▶ DOCUMENT EXCERPT:
%%

Here in the scree, grow great quantities of a large rhubarb-leaved looking plant – the butterbur – from which the name “Gauldrons” is derived and has mistakenly been applied to the bay. (see photo below)
It seems that the original name of the bay was “Innean nan Gailleann” (Innean or Bay of Storms) and this name fits it perfectly in formation and character.
Innean is an amphitheatre-shaped bay and there are several of them along this coast. The Gauldrons extends from the headland at Bun an Uisge to the South Skerry at Fionnport and has been formed by the sea wearing away the foot of the softer aqueous rocks till the upper part of the cliff fell, leaving the debris still to be seen on the beach. As the Kintyre land is gradually riding above sea level, this action has long since ceased and any downfalls are now due to weathering.
The towering cliffs, forming the background, are unique to the student as they show Igneous, Aqueous and Metamorphic rocks in close formation, making a perfect illustration for a text book on geology. We find at the base, a foundation platform of Mica-schist in sea or in land. Deep down in the crust of the earth these ancient rocks have been so altered by heat and pressure that they no longer look like the simple aqueous rocks they were at first, so are called Metamorphic (changed in structure form) – like slate.
Resting on them we have the formation known as Upper Old Red Sandstones (Red because stained with haematite, meaning red oxide or iron) of which layers or strata can be clearly seen. They are aqueous rocks laid down layer by layer in water – conglomerates, reddish sandstones, coloured or grey sandstones, with whitish calciferous sandstones at the top. The last layer is called cornstone and is 50% silica sand and 50% calcite. It may be noted that the building at the top is an old lime kiln where they used to burn the cornstone to get lime for their fields.
Above the calciferous sandstones we find a thick layer of Basalt lava and this introduces us to the next geological formation – the carboniferous or coal – bearing formation is faulted up against the older Schist's, which shows that the sandstones were laid down in a basin-shaped hollow in the schist's and the faulting point took place at the lip or rim of the basin.

%%

(Dataset rows)
%%

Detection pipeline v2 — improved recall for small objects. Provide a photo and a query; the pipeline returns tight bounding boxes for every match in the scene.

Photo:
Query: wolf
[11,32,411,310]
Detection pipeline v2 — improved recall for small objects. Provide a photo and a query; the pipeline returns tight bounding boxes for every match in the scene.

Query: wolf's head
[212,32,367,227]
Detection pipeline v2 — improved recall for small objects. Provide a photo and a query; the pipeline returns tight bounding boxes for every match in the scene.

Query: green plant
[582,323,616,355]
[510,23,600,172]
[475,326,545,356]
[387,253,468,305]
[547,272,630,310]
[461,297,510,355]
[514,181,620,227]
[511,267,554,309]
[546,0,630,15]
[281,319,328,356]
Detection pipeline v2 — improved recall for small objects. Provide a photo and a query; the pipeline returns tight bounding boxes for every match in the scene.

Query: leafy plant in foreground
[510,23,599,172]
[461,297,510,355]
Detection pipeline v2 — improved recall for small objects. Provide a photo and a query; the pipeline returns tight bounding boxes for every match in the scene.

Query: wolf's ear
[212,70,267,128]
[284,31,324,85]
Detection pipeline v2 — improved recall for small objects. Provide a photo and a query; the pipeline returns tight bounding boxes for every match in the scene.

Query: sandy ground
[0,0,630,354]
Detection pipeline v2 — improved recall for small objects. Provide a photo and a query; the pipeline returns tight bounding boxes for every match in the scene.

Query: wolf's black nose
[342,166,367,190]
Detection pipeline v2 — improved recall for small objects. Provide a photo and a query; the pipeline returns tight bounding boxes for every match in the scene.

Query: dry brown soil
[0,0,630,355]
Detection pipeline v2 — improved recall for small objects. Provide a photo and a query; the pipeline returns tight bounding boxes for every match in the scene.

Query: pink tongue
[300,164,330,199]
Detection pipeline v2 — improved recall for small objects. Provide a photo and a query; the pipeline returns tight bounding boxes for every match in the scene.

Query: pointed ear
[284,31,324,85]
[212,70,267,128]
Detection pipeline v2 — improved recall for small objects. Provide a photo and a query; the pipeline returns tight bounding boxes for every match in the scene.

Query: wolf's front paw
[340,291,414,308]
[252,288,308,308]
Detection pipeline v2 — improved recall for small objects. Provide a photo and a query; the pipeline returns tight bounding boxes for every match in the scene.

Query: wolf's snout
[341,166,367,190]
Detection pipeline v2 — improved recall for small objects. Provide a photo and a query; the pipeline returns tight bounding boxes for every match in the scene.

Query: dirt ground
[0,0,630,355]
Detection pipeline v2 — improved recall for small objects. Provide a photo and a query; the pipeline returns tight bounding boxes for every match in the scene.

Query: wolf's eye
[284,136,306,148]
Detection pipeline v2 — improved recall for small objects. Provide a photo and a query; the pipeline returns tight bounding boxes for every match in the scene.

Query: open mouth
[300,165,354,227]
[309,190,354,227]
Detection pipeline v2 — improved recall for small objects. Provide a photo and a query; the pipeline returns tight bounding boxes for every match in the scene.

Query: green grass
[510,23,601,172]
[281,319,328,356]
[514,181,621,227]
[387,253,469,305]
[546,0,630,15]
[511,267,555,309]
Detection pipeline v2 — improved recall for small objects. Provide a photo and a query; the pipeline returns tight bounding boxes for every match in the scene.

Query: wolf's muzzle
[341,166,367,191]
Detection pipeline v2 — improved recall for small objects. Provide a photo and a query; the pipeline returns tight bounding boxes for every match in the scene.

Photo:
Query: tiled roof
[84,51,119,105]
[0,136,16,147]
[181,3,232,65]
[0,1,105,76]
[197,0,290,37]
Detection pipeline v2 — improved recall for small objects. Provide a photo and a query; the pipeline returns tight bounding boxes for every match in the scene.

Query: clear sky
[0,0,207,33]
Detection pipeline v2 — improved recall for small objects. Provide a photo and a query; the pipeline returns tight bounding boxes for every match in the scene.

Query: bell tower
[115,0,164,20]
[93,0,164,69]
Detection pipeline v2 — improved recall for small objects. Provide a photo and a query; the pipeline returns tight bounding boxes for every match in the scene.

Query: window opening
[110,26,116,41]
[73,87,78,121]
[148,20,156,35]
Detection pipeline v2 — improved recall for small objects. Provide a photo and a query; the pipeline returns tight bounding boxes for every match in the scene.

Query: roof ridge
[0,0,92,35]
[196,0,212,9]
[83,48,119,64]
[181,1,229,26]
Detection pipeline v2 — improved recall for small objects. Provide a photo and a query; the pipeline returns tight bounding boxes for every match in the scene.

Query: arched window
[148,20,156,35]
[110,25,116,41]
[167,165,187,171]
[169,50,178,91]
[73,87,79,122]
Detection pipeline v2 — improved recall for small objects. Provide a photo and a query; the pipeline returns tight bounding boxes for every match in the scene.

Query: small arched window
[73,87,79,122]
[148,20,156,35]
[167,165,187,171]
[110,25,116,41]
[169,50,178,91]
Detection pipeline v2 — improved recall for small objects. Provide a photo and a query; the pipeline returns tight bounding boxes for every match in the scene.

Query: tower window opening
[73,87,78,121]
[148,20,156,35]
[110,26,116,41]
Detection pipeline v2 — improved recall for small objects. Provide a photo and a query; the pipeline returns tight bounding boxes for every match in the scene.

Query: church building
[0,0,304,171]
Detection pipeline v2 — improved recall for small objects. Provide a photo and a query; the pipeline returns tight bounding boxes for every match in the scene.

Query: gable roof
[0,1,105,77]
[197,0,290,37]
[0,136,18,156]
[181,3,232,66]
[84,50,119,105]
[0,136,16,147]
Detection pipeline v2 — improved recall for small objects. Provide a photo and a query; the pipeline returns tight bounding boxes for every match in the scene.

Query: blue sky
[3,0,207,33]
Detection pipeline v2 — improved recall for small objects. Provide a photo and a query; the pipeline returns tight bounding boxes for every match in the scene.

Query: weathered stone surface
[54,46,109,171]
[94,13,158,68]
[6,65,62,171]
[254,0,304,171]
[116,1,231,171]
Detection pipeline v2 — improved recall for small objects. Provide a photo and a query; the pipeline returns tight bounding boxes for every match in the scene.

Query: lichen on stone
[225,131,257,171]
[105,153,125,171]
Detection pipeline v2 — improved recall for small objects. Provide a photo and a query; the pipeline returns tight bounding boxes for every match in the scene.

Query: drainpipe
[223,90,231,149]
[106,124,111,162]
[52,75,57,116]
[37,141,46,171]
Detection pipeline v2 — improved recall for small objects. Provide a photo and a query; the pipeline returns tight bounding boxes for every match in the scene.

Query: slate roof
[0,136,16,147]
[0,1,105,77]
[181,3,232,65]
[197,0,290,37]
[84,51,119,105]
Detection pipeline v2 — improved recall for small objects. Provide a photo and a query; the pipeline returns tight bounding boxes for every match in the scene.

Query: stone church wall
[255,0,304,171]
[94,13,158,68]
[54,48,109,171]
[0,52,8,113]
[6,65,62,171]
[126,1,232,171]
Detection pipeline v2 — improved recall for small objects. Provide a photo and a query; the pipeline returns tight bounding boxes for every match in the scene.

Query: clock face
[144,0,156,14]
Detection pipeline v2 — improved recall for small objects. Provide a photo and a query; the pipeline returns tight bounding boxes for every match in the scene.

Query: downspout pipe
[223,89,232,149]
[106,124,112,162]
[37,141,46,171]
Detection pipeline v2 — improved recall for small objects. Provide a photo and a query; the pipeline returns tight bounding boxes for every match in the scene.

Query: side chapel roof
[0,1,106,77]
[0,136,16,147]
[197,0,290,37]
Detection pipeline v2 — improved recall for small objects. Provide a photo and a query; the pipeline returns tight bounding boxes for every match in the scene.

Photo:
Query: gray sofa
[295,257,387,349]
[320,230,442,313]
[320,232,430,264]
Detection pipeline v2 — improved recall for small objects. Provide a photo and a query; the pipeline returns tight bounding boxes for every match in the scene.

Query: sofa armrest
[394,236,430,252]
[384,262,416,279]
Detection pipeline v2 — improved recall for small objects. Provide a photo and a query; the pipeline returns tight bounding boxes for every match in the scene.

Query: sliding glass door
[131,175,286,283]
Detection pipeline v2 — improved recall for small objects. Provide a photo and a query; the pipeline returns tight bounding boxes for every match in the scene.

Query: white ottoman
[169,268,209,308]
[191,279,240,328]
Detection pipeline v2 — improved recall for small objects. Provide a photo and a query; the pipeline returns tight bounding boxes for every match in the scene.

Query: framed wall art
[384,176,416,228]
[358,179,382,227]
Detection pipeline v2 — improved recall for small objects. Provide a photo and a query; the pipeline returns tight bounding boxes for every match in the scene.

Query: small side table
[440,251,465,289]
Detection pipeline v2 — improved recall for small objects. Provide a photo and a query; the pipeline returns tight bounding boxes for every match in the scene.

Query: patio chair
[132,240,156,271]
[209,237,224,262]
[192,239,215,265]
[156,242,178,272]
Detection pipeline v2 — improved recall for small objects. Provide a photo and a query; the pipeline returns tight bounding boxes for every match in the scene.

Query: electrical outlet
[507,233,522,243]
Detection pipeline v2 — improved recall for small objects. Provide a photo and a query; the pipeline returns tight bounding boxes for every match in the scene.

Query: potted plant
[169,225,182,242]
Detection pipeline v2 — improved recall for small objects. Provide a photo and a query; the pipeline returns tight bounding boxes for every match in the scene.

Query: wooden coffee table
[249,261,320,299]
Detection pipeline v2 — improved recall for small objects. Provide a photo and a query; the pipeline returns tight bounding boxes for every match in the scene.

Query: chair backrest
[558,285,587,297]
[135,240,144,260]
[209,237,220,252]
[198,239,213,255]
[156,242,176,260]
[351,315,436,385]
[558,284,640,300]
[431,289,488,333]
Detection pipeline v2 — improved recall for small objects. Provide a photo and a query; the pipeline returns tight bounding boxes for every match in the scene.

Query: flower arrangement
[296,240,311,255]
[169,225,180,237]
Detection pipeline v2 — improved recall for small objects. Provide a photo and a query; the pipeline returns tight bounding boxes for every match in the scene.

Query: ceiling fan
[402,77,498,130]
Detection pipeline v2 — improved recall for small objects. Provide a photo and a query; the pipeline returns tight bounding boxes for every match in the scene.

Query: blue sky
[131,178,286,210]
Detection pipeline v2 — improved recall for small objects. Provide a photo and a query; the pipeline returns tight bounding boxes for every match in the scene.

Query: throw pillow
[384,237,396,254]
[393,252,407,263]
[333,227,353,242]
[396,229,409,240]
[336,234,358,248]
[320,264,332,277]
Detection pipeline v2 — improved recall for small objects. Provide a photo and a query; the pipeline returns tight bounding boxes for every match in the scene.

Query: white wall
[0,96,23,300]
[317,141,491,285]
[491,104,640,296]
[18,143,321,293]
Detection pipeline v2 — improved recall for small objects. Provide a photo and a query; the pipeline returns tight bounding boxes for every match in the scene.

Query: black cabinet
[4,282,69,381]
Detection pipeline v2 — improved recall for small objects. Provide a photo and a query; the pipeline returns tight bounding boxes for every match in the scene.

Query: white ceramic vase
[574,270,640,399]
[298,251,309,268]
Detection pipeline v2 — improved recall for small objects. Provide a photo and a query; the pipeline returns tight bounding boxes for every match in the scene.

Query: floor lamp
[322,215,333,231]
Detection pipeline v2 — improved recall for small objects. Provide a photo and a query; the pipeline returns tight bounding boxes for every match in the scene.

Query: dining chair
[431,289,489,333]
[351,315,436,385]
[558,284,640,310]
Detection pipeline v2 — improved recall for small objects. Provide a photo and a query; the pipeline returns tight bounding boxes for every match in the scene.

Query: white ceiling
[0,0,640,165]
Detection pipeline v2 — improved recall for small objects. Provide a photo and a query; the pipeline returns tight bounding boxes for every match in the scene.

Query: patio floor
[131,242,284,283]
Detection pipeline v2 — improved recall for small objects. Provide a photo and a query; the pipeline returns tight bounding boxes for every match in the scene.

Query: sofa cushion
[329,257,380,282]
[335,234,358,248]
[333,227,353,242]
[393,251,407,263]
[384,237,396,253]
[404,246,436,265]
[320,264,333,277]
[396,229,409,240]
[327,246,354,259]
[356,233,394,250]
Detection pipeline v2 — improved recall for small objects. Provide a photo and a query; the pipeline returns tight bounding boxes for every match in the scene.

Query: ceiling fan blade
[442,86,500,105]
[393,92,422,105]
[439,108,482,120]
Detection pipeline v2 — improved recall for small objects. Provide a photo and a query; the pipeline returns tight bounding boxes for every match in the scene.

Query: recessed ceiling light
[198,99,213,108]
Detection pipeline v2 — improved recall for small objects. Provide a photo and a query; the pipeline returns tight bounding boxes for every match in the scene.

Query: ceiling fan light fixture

%%

List every kind of aqueous rock that the passage on the Gauldrons says was laid down layer by layer in the Upper Old Red Sandstones. These entries have no connection to the passage on the Gauldrons.

- Conglomerates
- Reddish sandstones
- Coloured or grey sandstones
- Whitish calciferous sandstones